What the exercise asks: Copy the listing below verbatim, from its first line through the line that contains "(1031, 155)", including both ends.

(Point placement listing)
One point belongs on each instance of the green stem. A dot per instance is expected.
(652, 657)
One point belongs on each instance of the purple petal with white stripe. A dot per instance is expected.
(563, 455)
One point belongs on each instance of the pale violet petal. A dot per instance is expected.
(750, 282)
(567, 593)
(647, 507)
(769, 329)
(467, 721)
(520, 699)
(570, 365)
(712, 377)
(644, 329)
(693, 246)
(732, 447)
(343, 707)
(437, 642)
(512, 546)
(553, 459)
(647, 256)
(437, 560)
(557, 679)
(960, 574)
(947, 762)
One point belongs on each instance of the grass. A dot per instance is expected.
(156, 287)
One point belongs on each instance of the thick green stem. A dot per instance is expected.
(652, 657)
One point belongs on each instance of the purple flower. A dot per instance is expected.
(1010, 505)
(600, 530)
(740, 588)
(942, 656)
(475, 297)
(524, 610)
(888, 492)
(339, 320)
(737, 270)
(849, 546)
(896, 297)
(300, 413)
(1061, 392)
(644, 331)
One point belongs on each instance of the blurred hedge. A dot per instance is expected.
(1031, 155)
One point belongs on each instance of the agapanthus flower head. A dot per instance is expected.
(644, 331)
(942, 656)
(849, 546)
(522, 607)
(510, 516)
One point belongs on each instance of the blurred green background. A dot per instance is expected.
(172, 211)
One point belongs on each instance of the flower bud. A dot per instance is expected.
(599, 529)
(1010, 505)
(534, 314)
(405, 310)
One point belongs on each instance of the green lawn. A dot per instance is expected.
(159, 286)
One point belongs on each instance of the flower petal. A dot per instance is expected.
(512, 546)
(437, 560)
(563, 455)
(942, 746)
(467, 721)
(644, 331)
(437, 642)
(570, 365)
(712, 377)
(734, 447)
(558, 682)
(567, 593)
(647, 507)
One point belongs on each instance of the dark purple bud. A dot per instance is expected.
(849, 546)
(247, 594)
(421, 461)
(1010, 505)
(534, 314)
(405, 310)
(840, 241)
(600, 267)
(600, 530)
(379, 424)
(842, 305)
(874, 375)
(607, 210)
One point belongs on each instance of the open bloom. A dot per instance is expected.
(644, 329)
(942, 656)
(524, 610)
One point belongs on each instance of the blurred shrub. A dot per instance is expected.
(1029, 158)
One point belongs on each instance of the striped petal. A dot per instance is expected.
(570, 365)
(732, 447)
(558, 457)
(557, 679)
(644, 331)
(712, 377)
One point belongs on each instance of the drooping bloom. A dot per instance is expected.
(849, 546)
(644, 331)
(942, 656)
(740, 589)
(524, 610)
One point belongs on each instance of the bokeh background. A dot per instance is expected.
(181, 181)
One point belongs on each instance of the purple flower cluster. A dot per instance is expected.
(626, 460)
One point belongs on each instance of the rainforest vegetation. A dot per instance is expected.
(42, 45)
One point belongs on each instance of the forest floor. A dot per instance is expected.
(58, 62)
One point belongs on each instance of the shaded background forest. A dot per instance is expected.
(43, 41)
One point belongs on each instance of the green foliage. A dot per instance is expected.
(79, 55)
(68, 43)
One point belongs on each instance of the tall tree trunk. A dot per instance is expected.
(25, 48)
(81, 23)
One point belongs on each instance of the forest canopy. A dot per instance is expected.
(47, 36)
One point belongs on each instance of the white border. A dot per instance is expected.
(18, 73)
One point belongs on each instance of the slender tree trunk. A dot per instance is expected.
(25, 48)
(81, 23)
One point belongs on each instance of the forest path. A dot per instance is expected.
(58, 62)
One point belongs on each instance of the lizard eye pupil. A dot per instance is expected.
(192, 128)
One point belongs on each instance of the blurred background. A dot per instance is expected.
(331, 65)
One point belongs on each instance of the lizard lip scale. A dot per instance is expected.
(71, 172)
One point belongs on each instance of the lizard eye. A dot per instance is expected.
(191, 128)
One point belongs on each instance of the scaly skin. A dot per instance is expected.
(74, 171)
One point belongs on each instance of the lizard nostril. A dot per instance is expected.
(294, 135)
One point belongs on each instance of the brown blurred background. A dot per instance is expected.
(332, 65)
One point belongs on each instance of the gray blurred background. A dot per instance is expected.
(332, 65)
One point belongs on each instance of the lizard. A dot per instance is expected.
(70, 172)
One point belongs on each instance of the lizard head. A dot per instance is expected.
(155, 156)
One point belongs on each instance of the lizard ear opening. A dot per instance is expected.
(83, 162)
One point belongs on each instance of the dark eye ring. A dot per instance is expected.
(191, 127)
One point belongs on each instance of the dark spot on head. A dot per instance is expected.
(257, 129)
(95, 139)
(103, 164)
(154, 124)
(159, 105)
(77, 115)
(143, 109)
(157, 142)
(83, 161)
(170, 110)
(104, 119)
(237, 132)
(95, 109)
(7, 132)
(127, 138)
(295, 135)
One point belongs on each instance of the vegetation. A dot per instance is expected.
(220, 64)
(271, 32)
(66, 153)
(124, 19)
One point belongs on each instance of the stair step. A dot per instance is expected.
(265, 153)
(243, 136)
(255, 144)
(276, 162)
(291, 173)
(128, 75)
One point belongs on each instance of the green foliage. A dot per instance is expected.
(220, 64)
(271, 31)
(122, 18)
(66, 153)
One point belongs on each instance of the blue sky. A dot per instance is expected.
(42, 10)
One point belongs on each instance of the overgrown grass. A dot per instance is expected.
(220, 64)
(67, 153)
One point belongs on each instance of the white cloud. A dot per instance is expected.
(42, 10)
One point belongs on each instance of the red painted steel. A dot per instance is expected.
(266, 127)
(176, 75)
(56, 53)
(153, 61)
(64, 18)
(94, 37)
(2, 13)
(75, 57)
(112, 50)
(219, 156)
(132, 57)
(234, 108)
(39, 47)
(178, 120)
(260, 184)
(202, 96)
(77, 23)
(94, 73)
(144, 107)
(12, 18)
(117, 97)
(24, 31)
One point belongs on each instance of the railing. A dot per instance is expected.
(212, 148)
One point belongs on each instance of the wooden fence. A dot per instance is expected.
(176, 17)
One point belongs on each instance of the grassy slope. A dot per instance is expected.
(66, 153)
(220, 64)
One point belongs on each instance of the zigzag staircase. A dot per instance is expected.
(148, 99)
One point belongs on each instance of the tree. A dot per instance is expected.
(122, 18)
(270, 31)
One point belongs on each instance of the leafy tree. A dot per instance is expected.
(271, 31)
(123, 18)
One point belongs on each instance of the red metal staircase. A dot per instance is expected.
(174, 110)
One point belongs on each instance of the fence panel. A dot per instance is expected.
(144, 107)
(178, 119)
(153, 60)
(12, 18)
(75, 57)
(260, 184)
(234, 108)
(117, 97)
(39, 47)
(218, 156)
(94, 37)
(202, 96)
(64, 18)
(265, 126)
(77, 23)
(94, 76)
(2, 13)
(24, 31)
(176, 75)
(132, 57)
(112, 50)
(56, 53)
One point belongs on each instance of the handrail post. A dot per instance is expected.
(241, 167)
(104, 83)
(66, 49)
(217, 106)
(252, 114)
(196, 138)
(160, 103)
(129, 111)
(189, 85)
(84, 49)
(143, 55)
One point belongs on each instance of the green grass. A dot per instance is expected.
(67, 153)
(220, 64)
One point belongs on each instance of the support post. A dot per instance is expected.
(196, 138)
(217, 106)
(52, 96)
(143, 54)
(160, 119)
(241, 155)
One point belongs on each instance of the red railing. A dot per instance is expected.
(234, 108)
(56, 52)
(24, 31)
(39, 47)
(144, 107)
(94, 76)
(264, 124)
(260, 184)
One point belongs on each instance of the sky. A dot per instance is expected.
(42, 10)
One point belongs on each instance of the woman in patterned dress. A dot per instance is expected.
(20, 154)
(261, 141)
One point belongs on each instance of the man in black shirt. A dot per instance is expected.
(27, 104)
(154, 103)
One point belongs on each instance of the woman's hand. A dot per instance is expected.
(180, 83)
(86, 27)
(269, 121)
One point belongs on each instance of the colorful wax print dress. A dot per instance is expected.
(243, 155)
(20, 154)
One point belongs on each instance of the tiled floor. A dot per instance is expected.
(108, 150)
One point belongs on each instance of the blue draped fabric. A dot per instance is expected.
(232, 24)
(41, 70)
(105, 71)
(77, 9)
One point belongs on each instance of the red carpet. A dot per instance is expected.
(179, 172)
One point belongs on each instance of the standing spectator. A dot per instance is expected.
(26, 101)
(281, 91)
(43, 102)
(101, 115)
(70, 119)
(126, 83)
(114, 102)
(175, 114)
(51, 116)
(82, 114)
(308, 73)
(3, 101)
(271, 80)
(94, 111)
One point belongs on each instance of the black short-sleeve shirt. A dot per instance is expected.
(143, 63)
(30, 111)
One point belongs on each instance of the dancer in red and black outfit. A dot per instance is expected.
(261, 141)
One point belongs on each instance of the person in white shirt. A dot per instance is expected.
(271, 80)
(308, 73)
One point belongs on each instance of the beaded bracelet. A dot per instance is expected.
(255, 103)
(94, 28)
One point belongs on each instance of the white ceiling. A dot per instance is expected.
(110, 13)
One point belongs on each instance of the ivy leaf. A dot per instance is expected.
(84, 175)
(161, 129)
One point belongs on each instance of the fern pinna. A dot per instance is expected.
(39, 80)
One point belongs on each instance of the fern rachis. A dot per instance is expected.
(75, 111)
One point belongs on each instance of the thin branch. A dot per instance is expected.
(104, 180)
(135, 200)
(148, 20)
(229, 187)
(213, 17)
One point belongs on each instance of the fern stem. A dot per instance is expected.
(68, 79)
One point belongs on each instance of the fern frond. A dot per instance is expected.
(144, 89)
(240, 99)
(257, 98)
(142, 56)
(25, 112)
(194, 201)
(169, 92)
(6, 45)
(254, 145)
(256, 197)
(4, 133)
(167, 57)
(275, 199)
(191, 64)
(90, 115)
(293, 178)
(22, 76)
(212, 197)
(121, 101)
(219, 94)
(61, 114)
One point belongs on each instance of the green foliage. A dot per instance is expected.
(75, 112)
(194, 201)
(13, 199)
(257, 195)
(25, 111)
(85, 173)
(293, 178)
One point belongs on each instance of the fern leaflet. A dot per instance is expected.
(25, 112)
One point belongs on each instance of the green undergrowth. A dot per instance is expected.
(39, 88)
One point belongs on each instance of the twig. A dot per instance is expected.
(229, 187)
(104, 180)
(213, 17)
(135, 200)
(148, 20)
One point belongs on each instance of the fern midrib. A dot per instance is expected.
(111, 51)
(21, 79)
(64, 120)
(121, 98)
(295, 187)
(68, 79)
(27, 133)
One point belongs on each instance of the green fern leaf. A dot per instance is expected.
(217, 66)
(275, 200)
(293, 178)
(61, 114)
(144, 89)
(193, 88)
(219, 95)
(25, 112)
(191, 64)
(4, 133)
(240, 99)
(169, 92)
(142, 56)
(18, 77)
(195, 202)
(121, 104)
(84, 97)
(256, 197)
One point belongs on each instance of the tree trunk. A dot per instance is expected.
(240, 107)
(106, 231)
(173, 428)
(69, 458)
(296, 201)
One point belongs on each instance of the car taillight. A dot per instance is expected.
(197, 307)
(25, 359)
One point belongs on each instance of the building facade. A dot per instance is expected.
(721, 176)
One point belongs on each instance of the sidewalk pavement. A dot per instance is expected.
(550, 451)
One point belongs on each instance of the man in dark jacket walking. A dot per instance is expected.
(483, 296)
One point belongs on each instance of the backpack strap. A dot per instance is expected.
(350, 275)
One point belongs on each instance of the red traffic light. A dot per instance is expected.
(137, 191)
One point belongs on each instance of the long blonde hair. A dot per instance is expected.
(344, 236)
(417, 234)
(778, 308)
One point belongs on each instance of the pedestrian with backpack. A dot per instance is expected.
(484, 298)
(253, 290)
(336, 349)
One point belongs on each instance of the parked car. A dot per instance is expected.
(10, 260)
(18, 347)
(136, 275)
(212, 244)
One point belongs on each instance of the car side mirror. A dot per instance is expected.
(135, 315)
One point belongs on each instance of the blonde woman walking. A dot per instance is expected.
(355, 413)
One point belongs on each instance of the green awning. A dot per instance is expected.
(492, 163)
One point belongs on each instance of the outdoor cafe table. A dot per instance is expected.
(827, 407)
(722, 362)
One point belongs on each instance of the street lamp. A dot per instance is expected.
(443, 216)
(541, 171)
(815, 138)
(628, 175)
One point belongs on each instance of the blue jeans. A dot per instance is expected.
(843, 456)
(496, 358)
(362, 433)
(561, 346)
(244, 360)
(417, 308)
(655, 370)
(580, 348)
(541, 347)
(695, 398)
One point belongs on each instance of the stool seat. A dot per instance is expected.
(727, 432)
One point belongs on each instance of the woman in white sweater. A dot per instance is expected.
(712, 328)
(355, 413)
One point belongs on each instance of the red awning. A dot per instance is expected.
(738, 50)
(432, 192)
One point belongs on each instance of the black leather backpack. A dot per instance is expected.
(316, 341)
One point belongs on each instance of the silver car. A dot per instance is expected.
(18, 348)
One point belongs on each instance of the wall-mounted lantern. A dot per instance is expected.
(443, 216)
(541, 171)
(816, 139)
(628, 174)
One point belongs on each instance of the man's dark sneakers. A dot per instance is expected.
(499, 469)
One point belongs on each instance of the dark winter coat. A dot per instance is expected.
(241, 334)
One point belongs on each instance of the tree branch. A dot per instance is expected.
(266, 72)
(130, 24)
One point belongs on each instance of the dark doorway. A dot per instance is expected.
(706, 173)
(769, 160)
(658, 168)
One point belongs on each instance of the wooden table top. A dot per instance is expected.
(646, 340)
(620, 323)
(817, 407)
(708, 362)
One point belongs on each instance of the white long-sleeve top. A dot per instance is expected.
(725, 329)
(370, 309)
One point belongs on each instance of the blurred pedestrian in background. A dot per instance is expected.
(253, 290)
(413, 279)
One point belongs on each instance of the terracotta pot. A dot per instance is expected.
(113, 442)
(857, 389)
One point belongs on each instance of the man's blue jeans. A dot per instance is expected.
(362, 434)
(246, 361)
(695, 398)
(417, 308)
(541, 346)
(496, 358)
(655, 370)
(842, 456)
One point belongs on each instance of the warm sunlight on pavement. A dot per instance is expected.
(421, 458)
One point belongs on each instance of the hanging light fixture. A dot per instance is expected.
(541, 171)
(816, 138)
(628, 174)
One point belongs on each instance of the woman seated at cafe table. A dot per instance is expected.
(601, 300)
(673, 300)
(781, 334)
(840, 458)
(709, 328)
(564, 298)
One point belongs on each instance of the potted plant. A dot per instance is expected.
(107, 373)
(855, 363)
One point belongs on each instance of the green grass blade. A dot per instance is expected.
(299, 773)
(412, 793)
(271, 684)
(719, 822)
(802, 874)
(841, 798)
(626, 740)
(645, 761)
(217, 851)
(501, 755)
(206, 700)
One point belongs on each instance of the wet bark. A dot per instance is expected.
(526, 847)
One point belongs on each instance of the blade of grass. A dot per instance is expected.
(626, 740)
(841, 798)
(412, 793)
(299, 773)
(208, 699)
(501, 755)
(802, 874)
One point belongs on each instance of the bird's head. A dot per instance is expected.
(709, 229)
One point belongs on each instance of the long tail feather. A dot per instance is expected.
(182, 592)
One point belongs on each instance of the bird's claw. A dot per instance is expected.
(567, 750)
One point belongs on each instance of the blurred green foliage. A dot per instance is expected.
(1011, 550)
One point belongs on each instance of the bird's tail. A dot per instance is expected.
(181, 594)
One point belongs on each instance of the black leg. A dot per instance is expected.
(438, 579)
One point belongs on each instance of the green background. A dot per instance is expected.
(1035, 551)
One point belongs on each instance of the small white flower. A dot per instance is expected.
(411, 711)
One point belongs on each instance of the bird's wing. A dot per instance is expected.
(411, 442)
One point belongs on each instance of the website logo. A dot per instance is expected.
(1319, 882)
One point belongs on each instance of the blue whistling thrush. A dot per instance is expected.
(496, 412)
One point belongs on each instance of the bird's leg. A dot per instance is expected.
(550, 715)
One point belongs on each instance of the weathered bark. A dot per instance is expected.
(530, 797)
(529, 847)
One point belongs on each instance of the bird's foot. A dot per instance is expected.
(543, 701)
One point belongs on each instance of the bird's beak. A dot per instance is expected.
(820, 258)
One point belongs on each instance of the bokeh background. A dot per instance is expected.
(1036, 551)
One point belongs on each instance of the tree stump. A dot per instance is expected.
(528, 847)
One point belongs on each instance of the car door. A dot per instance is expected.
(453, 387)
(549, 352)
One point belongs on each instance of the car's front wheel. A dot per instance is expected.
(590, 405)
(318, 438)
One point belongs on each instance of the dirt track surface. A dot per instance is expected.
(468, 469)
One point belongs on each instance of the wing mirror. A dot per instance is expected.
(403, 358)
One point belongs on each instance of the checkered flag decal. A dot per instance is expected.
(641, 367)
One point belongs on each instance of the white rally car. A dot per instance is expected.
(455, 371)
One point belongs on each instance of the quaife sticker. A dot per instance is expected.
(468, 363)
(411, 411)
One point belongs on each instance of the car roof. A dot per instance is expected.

Result for this task:
One point belongs on each instance of the green stem. A dot per instance is expected.
(652, 657)
One point belongs on each instance of the purple petal with white stripe. A dot per instance is expected.
(563, 455)
One point belongs on each instance of the pale violet petal. A dot per instance is expected.
(750, 282)
(567, 593)
(647, 507)
(769, 329)
(467, 721)
(520, 699)
(570, 365)
(712, 377)
(644, 329)
(693, 246)
(732, 447)
(343, 707)
(437, 642)
(512, 546)
(553, 459)
(647, 256)
(437, 560)
(557, 679)
(960, 574)
(947, 762)
One point belongs on each instance of the grass. A dot per instance is expected.
(156, 287)
One point belongs on each instance of the thick green stem. A dot per instance is expected.
(652, 657)
One point belongs on each instance of the purple flower. A dot per instance is expected.
(1010, 505)
(600, 530)
(740, 588)
(942, 656)
(475, 297)
(524, 610)
(888, 492)
(339, 320)
(737, 270)
(849, 546)
(896, 297)
(300, 413)
(1061, 392)
(644, 331)
One point belongs on each instance of the blurred hedge. A dot per instance is expected.
(1031, 155)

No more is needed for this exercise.